Records excerpted from a collection
|---|
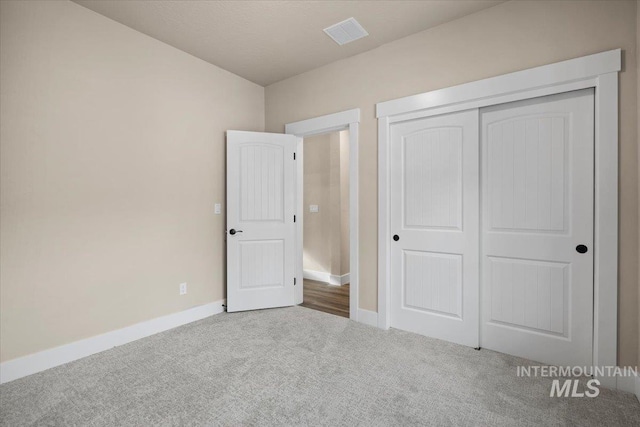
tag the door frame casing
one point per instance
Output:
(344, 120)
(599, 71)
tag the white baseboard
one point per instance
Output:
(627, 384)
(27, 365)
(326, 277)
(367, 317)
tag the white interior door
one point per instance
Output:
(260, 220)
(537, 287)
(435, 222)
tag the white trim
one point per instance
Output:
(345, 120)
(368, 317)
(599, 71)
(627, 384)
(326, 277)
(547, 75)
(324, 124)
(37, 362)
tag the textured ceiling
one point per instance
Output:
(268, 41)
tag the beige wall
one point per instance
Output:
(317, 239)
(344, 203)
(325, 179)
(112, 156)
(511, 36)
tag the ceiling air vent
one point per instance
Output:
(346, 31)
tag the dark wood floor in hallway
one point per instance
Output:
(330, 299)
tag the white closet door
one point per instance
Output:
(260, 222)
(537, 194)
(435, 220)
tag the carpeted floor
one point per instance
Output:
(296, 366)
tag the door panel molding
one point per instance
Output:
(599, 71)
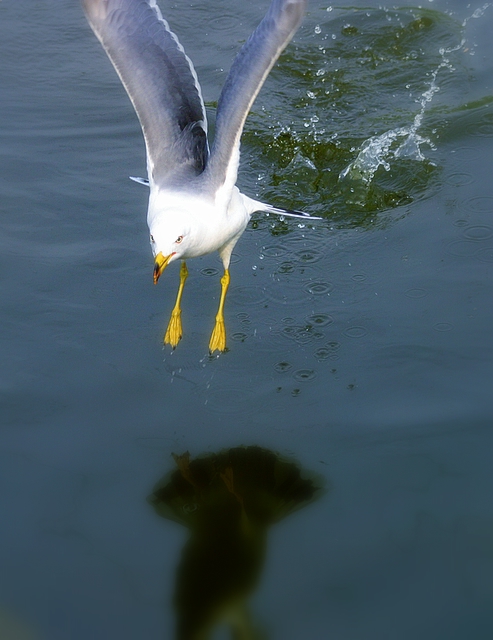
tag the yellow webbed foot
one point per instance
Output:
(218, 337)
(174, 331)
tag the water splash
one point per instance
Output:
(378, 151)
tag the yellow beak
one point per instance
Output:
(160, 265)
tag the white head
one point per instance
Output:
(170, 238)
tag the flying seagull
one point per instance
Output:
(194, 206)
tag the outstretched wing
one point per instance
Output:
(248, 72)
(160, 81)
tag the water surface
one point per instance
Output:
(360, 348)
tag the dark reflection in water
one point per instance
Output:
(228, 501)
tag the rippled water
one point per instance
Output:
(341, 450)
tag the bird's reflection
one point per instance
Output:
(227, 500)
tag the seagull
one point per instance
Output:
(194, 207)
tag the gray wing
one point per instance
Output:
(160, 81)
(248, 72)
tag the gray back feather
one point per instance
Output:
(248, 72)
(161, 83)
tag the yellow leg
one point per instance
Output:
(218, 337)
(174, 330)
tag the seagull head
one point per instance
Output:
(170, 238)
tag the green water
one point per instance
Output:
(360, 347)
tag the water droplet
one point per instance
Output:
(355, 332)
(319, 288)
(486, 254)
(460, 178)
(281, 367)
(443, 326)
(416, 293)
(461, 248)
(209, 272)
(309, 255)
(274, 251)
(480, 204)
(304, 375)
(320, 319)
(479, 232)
|---|
Reproduce all of the material above word for word. Omit the pictures.

tag the door frame casing
one point per instance
Output:
(344, 120)
(599, 71)
tag the white baseboard
one point per instance
Output:
(627, 384)
(27, 365)
(326, 277)
(367, 317)
tag the white interior door
one point per instance
Output:
(260, 220)
(537, 287)
(435, 222)
tag the white trim
one point per instance
Output:
(345, 120)
(368, 317)
(599, 71)
(627, 384)
(326, 277)
(547, 75)
(324, 124)
(37, 362)
tag the textured ceiling
one point per instance
Output:
(268, 41)
tag the beige wall
one point per instance
Output:
(317, 239)
(344, 203)
(325, 179)
(112, 156)
(511, 36)
tag the ceiling air vent
one point per instance
Output:
(346, 31)
tag the dark wood floor in hallway
one point per instance
Output:
(330, 299)
tag the white closet door
one point per instance
Output:
(260, 222)
(537, 194)
(435, 220)
tag the carpeted floor
one point per instance
Output:
(296, 366)
tag the door panel molding
one point per instance
Output:
(599, 71)
tag the yellow webbed foot
one point per instance
Output:
(218, 337)
(174, 331)
tag the water splash
one point per instance
Output:
(378, 151)
tag the yellow beak
one point per instance
Output:
(160, 265)
tag the white head
one point per instance
Output:
(170, 238)
tag the flying seagull
one point per instance
Output:
(194, 206)
tag the outstretched wing
one point per instance
Output:
(248, 72)
(160, 81)
tag the water surface
one point per instance
Output:
(360, 348)
tag the dark reflection in water
one point per instance
Output:
(228, 501)
tag the rippled water
one point per instance
Output:
(341, 450)
tag the bird's reflection
one point per instance
Output:
(227, 500)
tag the seagull
one point per instance
Output:
(194, 207)
tag the gray wing
one point per instance
Output:
(160, 81)
(248, 72)
tag the gray back feather
one point per instance
Output:
(248, 72)
(161, 83)
tag the yellow leg
one point per instance
Output:
(218, 337)
(174, 330)
tag the seagull head
one point per instance
Output:
(170, 238)
tag the green water
one point per instance
Output:
(360, 347)
tag the water droplet
one point per instance
Output:
(355, 332)
(319, 288)
(486, 254)
(460, 178)
(281, 367)
(443, 326)
(416, 293)
(461, 248)
(209, 272)
(309, 255)
(274, 251)
(480, 204)
(304, 375)
(320, 319)
(479, 232)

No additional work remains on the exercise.